Work to be completed → Can you write out all the lines word for word, with no pictures?

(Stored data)
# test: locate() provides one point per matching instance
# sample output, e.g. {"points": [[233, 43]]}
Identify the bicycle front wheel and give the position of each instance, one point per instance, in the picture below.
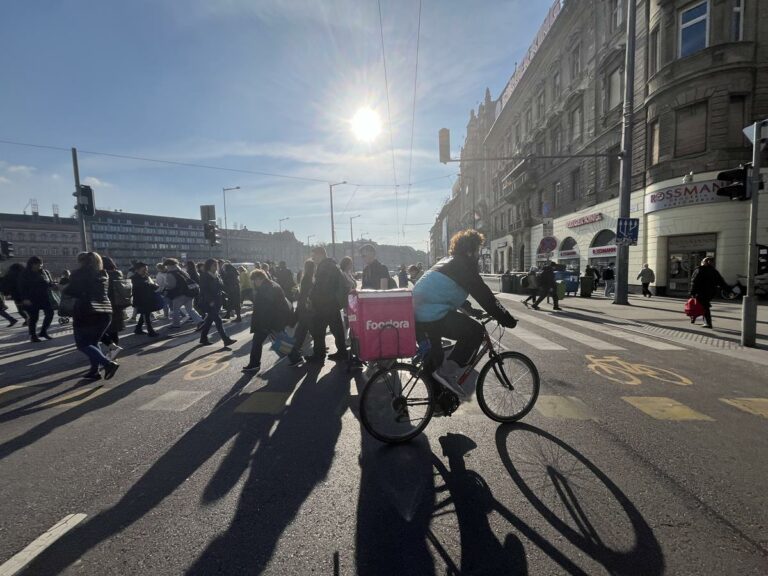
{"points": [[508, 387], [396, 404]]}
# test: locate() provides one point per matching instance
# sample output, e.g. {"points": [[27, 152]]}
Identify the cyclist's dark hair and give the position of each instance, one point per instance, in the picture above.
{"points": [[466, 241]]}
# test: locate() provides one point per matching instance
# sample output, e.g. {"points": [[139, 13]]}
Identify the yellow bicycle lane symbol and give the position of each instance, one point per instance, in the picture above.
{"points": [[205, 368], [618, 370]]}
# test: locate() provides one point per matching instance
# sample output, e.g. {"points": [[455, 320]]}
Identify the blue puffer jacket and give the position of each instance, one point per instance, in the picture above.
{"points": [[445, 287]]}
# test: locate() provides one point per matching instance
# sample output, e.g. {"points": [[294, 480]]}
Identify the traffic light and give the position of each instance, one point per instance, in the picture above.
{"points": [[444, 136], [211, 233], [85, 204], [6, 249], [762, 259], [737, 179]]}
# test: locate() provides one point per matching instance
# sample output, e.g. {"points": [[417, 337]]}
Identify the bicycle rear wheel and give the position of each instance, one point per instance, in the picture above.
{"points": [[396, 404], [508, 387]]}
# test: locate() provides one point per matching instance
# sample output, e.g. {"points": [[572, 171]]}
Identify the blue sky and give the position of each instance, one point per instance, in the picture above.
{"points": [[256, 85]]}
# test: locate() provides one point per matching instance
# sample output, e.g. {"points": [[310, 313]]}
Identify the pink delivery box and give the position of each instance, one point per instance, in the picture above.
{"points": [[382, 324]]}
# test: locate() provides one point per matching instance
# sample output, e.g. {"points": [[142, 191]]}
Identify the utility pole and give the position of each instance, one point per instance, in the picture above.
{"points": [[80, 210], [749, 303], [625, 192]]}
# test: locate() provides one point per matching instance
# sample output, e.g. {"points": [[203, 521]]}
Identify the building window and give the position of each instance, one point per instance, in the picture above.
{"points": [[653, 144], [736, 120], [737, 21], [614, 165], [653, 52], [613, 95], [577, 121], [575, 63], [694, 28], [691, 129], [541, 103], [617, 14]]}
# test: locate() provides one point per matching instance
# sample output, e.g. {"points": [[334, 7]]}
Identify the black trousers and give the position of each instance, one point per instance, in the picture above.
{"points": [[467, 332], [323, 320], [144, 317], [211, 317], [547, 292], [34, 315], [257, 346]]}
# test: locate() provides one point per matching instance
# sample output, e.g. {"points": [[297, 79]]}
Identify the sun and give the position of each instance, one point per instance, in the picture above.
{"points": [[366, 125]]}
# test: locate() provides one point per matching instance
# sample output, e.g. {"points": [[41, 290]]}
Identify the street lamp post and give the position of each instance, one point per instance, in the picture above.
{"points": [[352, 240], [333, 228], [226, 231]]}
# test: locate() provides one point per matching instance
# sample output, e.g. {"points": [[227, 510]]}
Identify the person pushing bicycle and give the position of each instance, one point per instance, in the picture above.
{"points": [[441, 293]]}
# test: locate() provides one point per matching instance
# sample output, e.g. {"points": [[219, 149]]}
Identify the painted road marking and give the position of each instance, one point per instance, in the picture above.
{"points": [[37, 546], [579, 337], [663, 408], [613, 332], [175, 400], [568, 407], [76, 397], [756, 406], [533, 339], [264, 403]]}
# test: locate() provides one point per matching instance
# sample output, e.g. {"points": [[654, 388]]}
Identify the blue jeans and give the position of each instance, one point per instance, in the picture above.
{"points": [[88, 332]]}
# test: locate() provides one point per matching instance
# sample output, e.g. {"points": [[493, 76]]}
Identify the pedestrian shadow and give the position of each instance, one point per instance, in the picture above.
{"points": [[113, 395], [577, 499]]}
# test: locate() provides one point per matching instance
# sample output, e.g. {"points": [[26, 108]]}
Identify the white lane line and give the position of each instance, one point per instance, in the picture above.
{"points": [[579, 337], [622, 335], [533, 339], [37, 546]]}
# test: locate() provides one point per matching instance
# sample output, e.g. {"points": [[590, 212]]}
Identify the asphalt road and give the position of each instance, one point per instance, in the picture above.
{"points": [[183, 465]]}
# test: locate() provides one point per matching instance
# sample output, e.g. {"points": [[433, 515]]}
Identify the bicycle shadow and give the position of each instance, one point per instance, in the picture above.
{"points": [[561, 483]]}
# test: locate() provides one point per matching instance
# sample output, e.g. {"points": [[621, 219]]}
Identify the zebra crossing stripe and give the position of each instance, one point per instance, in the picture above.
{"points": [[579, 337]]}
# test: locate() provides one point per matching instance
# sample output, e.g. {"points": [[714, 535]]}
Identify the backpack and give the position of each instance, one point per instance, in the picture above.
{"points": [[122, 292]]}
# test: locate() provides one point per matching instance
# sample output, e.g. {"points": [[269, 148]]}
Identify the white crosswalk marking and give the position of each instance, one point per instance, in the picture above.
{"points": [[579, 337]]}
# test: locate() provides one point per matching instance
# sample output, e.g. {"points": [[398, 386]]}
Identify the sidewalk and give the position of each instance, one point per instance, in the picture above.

Full solution →
# test: locate() provides one point per matching instance
# sample output, e.g. {"points": [[233, 43]]}
Identify the bicycle front wheel and give the position of each instance, one point per instance, in the picture below.
{"points": [[508, 387], [396, 404]]}
# test: locate() provides one point per matching instance
# sample output, e.g. {"points": [[27, 152]]}
Identify the cyclist's dark hair and give the position of each instance, one point per instance, in the picture above.
{"points": [[466, 241]]}
# test: locate() provides one point per matching instance
# sample output, e.g. {"points": [[139, 13]]}
Identify the yellow bicycle lane symbol and give the position of each instance, one point per instance, in the picture above.
{"points": [[205, 368], [618, 370]]}
# test: locate() provides one point per matching instance
# sample output, e.g. {"points": [[455, 320]]}
Identify the blue puffer jacket and give the position of each instance, one point per instance, in the picture above.
{"points": [[445, 287]]}
# test: locate() provides one point per matching instance
# sample output, e.g. {"points": [[294, 480]]}
Identify the traffic light and give the position of each instance, one point per instance, in the picture above.
{"points": [[444, 136], [211, 233], [85, 204], [6, 249], [762, 259], [737, 179]]}
# test: locate() provides one point per matching instance
# sample output, e.g. {"points": [[417, 337]]}
Identify the bicycle rear wheel and give the position of each instance, one point per instance, in the picture above.
{"points": [[396, 404], [508, 387]]}
# test: locate() provides one point per matching instance
# sample output, e.g. {"points": [[572, 171]]}
Identify the blue sky and give the position of each instance, one point per instance, in the picture above.
{"points": [[256, 85]]}
# test: locate() provides one point per matching instance
# sample output, e.g. {"points": [[310, 313]]}
Identify the pink delivery box and give the position of each instance, one point per instance, in the picture above.
{"points": [[382, 324]]}
# test: locate() provides one point per matching instance
# sample output, e.g. {"points": [[142, 191]]}
Identify the utility pole and give the position of each instance, one point per instance, in the picture above.
{"points": [[80, 210], [749, 303], [625, 192]]}
# test: locate() provides one point per matching instance
# sample output, e.g. {"points": [[203, 521]]}
Identify the building window and give the position of each instance, one point per instance, in the picture above.
{"points": [[653, 144], [736, 120], [737, 21], [614, 165], [653, 52], [613, 95], [577, 121], [575, 63], [694, 28], [691, 129], [541, 103], [617, 14]]}
# test: locate() provides one point per matching instance
# sample output, e.g. {"points": [[334, 7]]}
Identify the black trousers and give the position of each instance, one point per instance, in the picture above.
{"points": [[467, 332], [323, 320], [144, 317], [211, 317], [547, 292], [34, 315], [257, 346]]}
# test: locate() provides one point per matching instance
# sample output, e.g. {"points": [[297, 79]]}
Identify the sun and give the position of each instance, one point per instance, in the picture above.
{"points": [[366, 125]]}
# test: locate() provides one point per matching instance
# sample output, e.g. {"points": [[41, 290]]}
Identify the street lamp post and give the position of each instance, one point per instance, in the picture above.
{"points": [[352, 240], [333, 228], [226, 231]]}
# test: locate() provides one point per matching instance
# sample output, e.g. {"points": [[227, 510]]}
Identify the person pushing bicycle and give the position of each instance, one point per instance, in the picture above.
{"points": [[441, 293]]}
# test: locate() provides one point per matching instance
# sample output, e.g. {"points": [[219, 149]]}
Identify the painted road marking and give the position of each instance, one point per instance, in the picture above.
{"points": [[37, 546], [579, 337], [663, 408], [613, 332], [175, 400], [568, 407], [76, 397], [756, 406], [533, 339], [264, 403]]}
# test: locate() provides one point per matching instance
# sample output, e.g. {"points": [[654, 388]]}
Identify the blue jeans and give the position of each instance, one point per instance, in the picture above.
{"points": [[88, 332]]}
# test: locate() provides one point per matching instance
# sample output, e.g. {"points": [[493, 76]]}
Identify the pedestrian shadow and give the position of each instance, one point per instance, in the picture above.
{"points": [[113, 395], [577, 499]]}
# test: locate() provides one point per matching instance
# sample output, e.g. {"points": [[26, 108]]}
Identify the white lane line and give the position of each instance, one point per instance, in the picture above.
{"points": [[579, 337], [622, 335], [533, 339], [37, 546]]}
# test: locate() provides one point per matching instance
# sample output, e.g. {"points": [[590, 212]]}
Identify the asphalt road and give the position of each instance, one point per instance, in the picture above.
{"points": [[183, 465]]}
# test: locate() provides one point per matching instance
# sample output, e.g. {"points": [[433, 515]]}
Identify the bicycle shadow and give the position of each instance, one point per instance, in the picture above.
{"points": [[561, 483]]}
# test: locate() provides one point per matching instance
# sample output, e.g. {"points": [[621, 219]]}
Identify the zebra crossing stripe and give the position of each instance, one point per instance, in the picture above.
{"points": [[579, 337]]}
# test: locate() provides one point per matching instance
# sample output, e.g. {"points": [[714, 535]]}
Identify the backpack and give the position of each instance, one point per instance, in the picture above.
{"points": [[122, 292]]}
# test: locate() provides one point per matching instance
# sample output, e.g. {"points": [[269, 148]]}
Identify the white crosswalk marking and give the position of each instance, one point per instance, in the picture above.
{"points": [[579, 337]]}
# test: locate() provides one point per matching instance
# sample output, e.g. {"points": [[398, 386]]}
Identify the sidewalk and give the position of each instance, one point per instance, in the picture above.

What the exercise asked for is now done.